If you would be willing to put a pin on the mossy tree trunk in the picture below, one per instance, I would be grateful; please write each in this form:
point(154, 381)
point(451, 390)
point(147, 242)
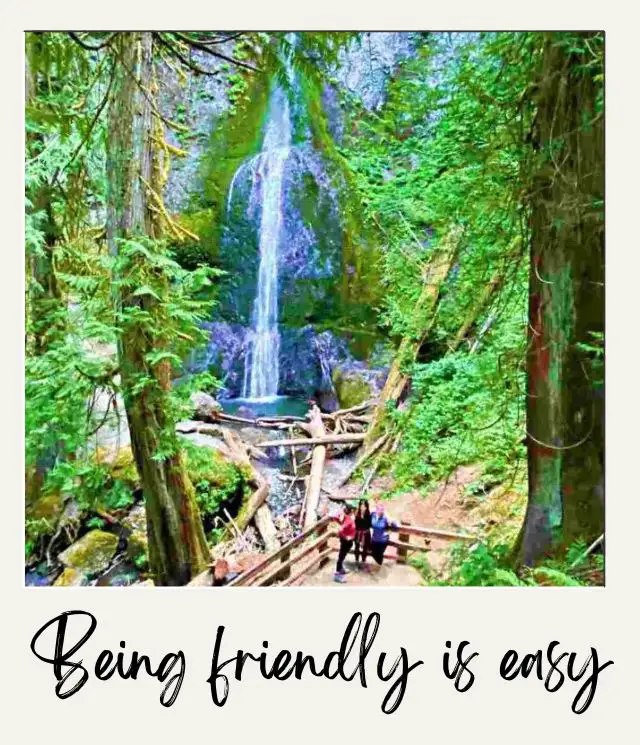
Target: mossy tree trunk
point(422, 322)
point(43, 298)
point(565, 405)
point(177, 545)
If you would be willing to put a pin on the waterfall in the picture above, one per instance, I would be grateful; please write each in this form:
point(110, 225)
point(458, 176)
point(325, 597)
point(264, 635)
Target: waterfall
point(262, 367)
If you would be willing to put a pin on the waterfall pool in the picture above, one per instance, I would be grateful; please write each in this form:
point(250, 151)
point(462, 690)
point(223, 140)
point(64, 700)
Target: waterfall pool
point(267, 406)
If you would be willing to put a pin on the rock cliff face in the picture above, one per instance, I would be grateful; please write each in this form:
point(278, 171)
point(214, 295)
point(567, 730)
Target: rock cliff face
point(327, 267)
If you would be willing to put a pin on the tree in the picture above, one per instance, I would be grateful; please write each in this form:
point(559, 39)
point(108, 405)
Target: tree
point(177, 546)
point(565, 404)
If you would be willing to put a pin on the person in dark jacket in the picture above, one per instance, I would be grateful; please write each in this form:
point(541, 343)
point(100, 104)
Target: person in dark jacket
point(380, 527)
point(363, 534)
point(346, 534)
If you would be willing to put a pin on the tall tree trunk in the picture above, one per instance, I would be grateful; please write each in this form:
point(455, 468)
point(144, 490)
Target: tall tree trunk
point(177, 545)
point(43, 293)
point(565, 405)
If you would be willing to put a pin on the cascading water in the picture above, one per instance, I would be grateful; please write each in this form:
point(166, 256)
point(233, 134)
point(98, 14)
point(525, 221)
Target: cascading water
point(262, 369)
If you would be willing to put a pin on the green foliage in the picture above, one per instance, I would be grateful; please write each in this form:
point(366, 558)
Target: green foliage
point(215, 479)
point(488, 564)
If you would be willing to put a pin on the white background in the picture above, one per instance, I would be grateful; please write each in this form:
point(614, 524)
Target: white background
point(156, 621)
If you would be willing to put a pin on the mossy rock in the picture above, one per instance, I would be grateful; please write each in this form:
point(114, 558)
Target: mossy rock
point(214, 477)
point(91, 554)
point(138, 549)
point(71, 577)
point(352, 388)
point(137, 542)
point(48, 507)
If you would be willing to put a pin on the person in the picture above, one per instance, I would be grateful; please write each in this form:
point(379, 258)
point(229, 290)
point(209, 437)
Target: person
point(380, 526)
point(363, 533)
point(346, 534)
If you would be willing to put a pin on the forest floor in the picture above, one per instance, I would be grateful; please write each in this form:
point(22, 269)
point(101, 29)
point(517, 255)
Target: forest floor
point(448, 507)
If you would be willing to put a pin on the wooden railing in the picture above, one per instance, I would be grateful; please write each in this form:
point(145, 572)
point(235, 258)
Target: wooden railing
point(279, 565)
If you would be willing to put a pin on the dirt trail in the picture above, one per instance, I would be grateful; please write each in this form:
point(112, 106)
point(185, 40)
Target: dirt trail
point(442, 508)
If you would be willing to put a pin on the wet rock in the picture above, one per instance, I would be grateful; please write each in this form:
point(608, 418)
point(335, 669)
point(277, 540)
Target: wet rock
point(137, 540)
point(91, 554)
point(353, 386)
point(71, 577)
point(206, 407)
point(245, 412)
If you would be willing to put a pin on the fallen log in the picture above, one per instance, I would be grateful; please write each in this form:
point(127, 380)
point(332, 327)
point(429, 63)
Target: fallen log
point(316, 439)
point(279, 419)
point(371, 450)
point(351, 410)
point(219, 416)
point(312, 498)
point(259, 496)
point(263, 521)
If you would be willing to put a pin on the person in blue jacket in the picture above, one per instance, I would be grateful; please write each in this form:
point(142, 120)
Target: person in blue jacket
point(380, 527)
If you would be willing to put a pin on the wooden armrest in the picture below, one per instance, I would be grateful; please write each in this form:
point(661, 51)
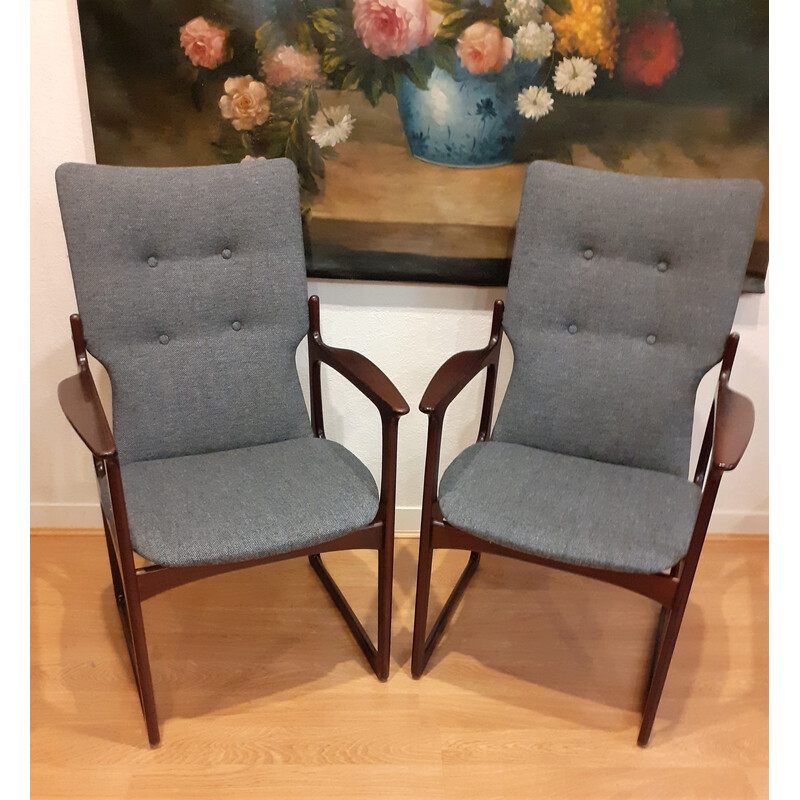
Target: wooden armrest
point(358, 369)
point(82, 407)
point(460, 369)
point(733, 425)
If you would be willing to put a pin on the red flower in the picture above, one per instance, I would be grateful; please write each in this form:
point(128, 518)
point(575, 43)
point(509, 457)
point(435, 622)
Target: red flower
point(651, 51)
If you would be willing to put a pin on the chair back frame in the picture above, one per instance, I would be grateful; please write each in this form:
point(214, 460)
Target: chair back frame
point(133, 585)
point(670, 589)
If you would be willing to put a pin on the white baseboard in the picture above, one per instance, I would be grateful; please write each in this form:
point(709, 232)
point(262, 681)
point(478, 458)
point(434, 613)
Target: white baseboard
point(66, 515)
point(739, 522)
point(87, 515)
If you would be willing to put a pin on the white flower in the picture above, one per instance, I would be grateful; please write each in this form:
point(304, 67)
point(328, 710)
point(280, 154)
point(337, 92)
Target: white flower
point(534, 102)
point(331, 126)
point(521, 12)
point(575, 75)
point(534, 41)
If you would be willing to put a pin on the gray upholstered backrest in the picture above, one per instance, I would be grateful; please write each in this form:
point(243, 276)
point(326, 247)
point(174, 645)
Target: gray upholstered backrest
point(191, 286)
point(621, 295)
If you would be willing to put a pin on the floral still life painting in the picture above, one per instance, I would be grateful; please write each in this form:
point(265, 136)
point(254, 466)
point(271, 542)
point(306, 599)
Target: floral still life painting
point(411, 121)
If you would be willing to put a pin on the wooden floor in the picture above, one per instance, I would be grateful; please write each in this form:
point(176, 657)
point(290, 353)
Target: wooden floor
point(533, 693)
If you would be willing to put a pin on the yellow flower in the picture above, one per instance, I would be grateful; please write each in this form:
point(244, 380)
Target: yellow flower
point(590, 30)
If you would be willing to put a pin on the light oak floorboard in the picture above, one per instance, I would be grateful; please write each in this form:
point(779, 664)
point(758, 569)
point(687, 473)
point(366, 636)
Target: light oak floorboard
point(534, 691)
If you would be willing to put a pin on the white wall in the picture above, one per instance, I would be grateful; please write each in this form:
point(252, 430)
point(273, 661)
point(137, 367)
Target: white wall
point(407, 329)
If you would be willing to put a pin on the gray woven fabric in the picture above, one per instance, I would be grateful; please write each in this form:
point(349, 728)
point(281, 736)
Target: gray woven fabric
point(191, 286)
point(621, 295)
point(570, 509)
point(247, 503)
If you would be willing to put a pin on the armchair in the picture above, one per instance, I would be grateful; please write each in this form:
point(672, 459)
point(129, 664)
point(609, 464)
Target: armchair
point(621, 297)
point(192, 293)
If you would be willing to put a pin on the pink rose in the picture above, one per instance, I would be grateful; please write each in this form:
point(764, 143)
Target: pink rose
point(482, 48)
point(244, 103)
point(394, 27)
point(287, 65)
point(204, 44)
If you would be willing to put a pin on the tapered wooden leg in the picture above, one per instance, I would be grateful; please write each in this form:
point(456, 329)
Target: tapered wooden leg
point(673, 626)
point(142, 669)
point(424, 566)
point(385, 571)
point(126, 595)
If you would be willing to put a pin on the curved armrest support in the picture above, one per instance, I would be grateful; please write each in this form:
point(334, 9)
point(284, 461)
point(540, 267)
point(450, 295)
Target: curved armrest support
point(82, 407)
point(733, 425)
point(460, 369)
point(358, 369)
point(363, 374)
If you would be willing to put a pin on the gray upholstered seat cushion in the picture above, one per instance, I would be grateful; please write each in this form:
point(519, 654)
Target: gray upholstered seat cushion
point(621, 295)
point(570, 509)
point(235, 505)
point(191, 285)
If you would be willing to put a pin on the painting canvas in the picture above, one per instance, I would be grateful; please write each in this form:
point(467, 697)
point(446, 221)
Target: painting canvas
point(411, 121)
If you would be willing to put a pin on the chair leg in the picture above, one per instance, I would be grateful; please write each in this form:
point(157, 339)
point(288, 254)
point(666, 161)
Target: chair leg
point(667, 646)
point(424, 566)
point(353, 622)
point(385, 576)
point(130, 614)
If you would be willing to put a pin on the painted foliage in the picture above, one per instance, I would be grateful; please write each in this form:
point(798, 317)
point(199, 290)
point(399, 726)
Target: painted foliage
point(410, 121)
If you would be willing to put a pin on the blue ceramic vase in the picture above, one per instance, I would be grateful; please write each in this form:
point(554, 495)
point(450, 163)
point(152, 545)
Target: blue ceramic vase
point(465, 120)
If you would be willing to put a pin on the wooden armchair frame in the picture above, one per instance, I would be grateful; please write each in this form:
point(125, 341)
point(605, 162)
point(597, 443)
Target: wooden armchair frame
point(81, 405)
point(728, 431)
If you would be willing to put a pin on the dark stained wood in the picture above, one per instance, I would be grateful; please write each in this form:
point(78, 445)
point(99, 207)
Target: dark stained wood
point(358, 369)
point(82, 407)
point(156, 578)
point(461, 368)
point(735, 418)
point(657, 586)
point(728, 431)
point(80, 401)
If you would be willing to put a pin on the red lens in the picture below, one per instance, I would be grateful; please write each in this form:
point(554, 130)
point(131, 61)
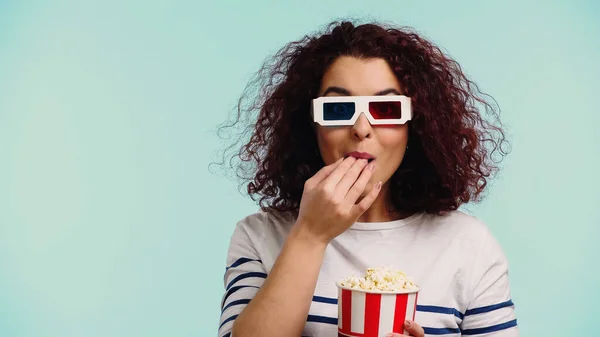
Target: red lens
point(385, 110)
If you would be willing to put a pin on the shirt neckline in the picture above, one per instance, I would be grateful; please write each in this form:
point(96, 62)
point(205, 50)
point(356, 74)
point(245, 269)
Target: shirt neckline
point(371, 226)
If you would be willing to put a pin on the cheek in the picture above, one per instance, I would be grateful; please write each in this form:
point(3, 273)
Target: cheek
point(393, 138)
point(330, 143)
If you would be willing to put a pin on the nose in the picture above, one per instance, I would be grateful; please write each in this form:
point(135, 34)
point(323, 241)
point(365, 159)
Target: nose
point(362, 128)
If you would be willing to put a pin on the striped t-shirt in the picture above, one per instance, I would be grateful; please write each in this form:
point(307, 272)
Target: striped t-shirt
point(460, 268)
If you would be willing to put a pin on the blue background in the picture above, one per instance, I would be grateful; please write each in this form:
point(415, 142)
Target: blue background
point(112, 225)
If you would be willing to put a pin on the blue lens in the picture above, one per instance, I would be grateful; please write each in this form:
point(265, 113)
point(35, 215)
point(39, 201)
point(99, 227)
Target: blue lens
point(338, 111)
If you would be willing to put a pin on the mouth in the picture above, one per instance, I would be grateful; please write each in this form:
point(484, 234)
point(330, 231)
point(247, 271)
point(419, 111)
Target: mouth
point(360, 155)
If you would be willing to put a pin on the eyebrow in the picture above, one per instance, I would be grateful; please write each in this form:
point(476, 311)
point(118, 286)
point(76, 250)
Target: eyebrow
point(345, 92)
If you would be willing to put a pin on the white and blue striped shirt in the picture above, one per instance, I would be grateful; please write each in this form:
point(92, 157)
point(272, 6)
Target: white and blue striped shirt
point(459, 266)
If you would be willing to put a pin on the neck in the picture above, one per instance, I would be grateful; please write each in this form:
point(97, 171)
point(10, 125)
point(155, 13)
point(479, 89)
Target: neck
point(381, 210)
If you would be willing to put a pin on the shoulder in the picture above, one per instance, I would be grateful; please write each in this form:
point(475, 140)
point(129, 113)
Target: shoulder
point(265, 225)
point(457, 223)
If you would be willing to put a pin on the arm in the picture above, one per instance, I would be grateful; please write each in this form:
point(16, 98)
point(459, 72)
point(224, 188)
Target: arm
point(327, 209)
point(491, 310)
point(281, 306)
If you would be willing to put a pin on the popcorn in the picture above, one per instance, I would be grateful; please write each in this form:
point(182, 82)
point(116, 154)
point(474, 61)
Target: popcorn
point(381, 279)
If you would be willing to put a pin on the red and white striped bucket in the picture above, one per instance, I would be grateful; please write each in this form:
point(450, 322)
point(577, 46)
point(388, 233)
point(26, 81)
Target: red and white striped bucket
point(363, 313)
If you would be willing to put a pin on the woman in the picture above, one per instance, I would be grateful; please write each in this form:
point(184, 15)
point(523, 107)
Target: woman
point(368, 140)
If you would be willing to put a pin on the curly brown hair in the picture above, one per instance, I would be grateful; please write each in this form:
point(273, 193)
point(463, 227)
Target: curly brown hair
point(451, 144)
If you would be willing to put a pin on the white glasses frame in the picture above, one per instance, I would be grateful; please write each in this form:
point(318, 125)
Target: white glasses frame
point(361, 106)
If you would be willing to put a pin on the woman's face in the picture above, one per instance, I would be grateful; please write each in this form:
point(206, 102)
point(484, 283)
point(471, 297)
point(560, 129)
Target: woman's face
point(351, 76)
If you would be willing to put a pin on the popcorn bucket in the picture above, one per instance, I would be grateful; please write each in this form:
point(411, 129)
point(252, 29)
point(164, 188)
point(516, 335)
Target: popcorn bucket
point(367, 313)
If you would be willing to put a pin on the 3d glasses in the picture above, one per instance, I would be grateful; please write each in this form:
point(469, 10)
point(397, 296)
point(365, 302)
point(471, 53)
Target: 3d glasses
point(344, 110)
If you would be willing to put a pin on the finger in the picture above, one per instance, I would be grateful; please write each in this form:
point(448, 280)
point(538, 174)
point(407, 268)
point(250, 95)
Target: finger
point(414, 329)
point(367, 201)
point(350, 178)
point(325, 171)
point(359, 186)
point(338, 173)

Activity
Copy exactly, please, the span of lines that begins at the line with "Target: white glasses frame" and ends at the last line of the data, both included.

Written reply
Target: white glasses frame
point(361, 106)
If you would be willing to put a pin on the woman's face in the picture above, one per instance, I would be grateful; please write each in this form:
point(206, 102)
point(484, 283)
point(471, 297)
point(560, 129)
Target: woman's face
point(351, 76)
If you would be willing to put a pin on the popcorn bucket in the picture above, one per instance, I would be grateful; please write each in this form:
point(411, 129)
point(252, 29)
point(164, 188)
point(516, 335)
Target: popcorn bucket
point(367, 313)
If you would be willing to put a pin on the 3d glasses in the picture above, one per instance, I would be grateful; please write each in this form:
point(469, 10)
point(397, 296)
point(365, 302)
point(471, 53)
Target: 3d glasses
point(344, 110)
If you would be willing to put a pin on the finger in the picture above, one per instance, I would be grateful; please write each in this form:
point(448, 280)
point(538, 174)
point(407, 268)
point(250, 95)
Target: finger
point(414, 329)
point(367, 201)
point(350, 178)
point(325, 171)
point(359, 186)
point(338, 173)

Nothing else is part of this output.